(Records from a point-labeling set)
══════
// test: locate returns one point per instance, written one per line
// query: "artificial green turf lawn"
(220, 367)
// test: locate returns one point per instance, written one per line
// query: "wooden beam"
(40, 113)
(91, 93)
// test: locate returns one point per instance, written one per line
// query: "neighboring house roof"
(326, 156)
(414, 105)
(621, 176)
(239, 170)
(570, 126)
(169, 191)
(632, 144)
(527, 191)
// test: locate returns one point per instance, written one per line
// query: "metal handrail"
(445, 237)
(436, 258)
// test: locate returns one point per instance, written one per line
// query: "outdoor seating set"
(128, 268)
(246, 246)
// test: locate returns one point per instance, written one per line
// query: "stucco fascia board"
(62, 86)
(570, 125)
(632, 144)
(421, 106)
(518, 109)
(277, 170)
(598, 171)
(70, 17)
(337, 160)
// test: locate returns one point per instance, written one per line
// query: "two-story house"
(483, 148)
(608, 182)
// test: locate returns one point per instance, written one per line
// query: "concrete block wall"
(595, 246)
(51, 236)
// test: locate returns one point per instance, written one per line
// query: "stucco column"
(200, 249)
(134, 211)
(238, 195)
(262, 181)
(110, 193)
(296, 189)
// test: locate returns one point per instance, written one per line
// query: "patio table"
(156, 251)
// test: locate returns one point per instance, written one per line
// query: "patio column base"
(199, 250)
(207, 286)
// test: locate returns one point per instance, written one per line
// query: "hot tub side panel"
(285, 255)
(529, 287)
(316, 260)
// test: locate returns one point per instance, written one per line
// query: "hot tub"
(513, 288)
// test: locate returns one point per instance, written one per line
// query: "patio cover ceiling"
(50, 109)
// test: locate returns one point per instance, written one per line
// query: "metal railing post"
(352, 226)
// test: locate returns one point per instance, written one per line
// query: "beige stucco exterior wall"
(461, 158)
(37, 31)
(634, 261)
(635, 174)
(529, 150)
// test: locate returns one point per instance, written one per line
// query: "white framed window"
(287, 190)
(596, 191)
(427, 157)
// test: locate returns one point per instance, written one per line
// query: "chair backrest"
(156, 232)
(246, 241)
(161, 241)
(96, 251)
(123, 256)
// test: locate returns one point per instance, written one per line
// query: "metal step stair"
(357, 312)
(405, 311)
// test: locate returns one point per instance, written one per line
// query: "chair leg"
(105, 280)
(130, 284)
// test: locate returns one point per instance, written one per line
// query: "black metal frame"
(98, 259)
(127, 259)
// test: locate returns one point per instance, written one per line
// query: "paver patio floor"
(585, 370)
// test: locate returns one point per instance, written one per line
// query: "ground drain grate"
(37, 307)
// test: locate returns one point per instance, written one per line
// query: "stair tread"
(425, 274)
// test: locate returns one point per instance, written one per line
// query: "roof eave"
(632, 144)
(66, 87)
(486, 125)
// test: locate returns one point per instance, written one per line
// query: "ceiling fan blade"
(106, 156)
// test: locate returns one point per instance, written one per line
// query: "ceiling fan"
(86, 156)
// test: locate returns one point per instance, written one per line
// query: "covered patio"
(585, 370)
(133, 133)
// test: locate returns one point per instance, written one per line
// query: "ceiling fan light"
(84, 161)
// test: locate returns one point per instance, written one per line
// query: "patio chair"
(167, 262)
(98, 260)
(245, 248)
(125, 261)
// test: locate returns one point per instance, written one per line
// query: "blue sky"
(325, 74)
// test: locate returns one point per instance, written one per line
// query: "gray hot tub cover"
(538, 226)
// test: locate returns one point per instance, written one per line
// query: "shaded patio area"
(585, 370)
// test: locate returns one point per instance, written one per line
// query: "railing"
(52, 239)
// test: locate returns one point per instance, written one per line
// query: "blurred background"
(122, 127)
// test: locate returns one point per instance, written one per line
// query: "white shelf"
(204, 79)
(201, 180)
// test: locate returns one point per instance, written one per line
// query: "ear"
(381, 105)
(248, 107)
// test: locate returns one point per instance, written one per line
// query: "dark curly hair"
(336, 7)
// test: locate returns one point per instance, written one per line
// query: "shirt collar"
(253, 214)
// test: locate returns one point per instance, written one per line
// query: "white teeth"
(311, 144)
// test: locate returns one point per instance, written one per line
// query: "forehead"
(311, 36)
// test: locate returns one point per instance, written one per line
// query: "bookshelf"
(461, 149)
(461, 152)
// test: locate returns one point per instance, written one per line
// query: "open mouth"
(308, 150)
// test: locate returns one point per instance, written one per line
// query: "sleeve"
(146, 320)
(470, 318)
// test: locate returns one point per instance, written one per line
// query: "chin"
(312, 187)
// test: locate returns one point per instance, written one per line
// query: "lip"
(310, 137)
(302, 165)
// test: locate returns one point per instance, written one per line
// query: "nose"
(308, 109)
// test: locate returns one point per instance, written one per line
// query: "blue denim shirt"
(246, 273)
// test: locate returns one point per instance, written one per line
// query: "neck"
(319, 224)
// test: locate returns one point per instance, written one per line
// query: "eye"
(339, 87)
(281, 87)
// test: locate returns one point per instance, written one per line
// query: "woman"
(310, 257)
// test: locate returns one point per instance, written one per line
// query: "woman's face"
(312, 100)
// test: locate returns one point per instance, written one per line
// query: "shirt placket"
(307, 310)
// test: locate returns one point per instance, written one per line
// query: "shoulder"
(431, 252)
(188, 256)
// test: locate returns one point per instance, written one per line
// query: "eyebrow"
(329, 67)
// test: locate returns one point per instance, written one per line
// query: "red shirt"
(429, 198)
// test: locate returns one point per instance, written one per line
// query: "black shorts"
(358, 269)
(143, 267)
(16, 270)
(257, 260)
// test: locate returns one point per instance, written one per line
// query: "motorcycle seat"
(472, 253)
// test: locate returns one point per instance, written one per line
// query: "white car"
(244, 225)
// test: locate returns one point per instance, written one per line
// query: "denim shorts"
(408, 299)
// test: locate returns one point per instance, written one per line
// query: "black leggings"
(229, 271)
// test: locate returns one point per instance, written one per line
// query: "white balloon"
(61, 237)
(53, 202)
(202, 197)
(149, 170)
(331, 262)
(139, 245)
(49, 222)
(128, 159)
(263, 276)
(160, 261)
══════
Please return every line of the items above that contains the string "house". Case counts.

// query: "neighboring house roof"
// query: "two-story house"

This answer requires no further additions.